▶ Rows of box annotation data
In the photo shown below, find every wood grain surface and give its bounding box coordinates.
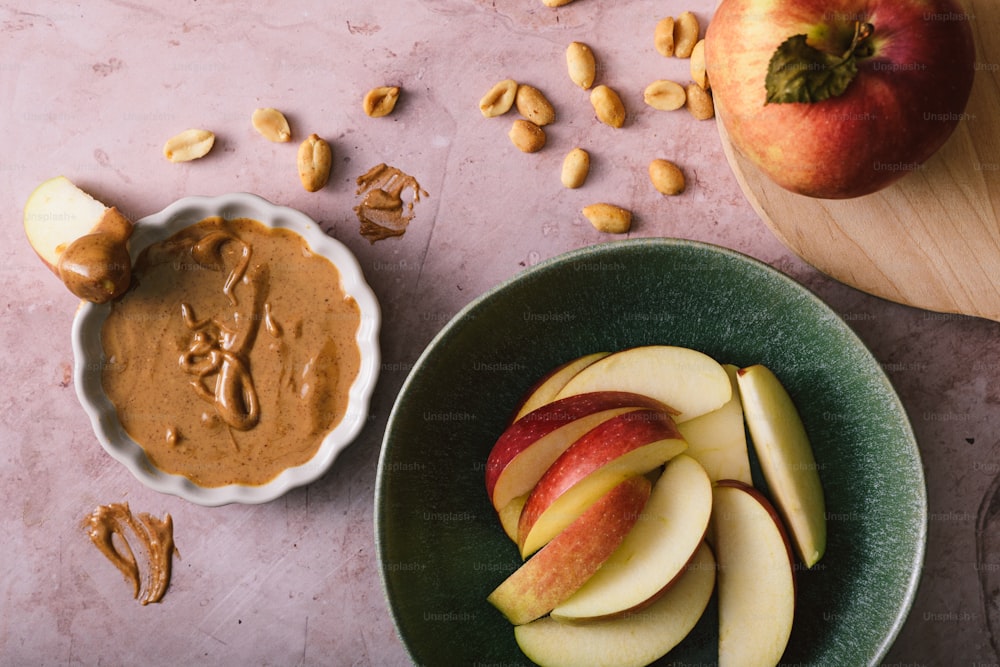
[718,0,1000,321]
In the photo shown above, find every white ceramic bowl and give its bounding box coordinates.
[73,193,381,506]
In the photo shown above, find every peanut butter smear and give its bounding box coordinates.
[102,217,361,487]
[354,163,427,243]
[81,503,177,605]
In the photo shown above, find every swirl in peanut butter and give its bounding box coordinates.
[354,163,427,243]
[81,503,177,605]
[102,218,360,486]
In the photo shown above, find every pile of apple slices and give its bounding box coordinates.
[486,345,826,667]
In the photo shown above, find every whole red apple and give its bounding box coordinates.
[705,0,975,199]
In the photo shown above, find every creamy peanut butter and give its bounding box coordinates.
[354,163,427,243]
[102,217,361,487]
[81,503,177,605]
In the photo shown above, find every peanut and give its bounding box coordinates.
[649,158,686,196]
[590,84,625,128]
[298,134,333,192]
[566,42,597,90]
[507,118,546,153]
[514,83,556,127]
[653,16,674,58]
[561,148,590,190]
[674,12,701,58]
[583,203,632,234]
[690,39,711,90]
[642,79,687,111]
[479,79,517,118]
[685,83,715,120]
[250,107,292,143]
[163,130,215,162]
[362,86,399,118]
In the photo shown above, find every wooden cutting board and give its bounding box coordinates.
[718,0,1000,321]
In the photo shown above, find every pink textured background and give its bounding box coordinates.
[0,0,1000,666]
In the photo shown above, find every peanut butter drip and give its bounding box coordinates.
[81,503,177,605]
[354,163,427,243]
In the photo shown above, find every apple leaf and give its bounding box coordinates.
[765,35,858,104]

▶ EXERCISE
Copy the rows above word for word, beginning with the first row and stopping after the line that contains "[73,193,381,506]". Omit the pictures from your copy.

▶ RESPONSE
In the photo shown below, find every wood grain surface and give its bounding box coordinates.
[718,0,1000,321]
In the photo shown above, find every white ceramic bowl and give its bounding box coordinates.
[73,193,381,506]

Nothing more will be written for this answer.